** Your goal **
The job is to find each line of the records below that includes the word "hillside" and copy it.

** Record excerpts **
───

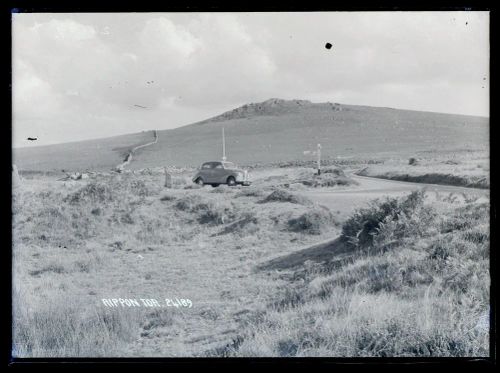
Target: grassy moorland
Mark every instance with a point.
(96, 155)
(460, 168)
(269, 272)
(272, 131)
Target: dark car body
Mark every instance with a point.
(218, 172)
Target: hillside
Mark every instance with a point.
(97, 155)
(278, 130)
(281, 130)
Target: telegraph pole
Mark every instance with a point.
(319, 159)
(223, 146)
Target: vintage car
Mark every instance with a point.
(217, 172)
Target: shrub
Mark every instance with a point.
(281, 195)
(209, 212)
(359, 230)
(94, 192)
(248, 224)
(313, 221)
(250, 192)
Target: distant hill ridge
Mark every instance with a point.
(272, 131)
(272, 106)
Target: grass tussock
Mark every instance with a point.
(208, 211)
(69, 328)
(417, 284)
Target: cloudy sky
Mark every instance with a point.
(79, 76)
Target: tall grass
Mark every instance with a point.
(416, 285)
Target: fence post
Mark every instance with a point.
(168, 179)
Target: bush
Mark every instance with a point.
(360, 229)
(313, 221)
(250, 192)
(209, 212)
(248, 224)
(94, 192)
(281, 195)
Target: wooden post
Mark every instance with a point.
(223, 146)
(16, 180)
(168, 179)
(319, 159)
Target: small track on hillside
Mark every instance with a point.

───

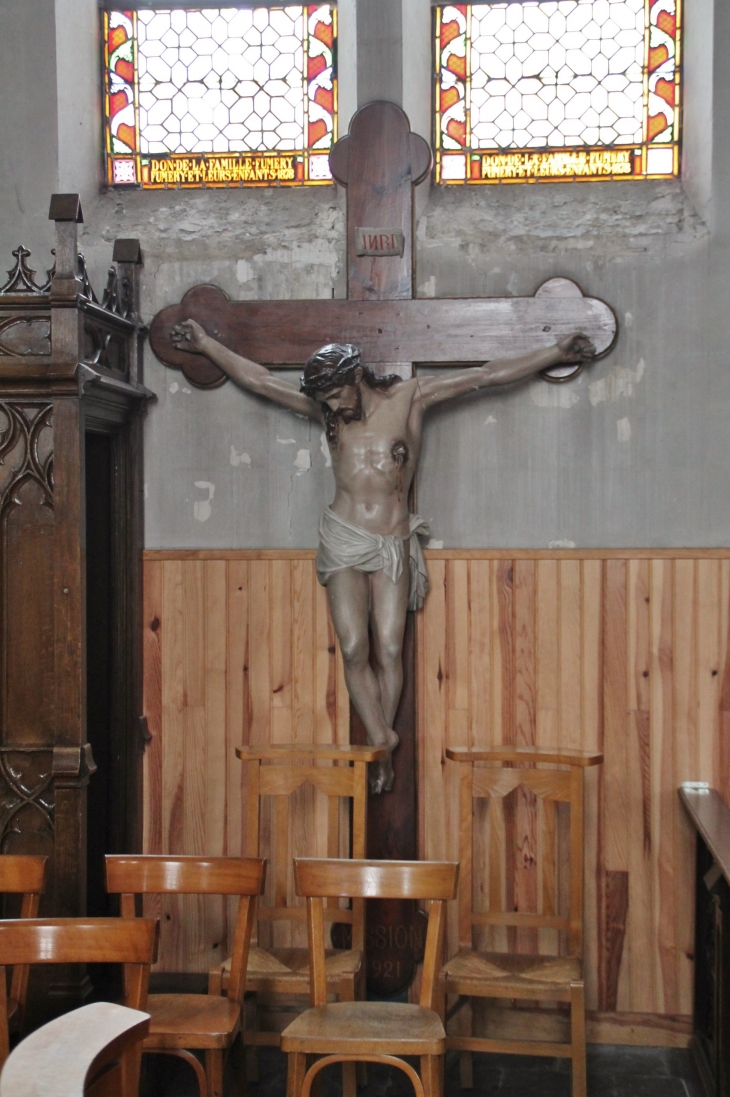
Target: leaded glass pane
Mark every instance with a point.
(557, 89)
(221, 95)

───

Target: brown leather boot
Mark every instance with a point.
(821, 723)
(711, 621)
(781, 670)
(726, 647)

───

** Task output **
Target: hillside
Target: small track on hillside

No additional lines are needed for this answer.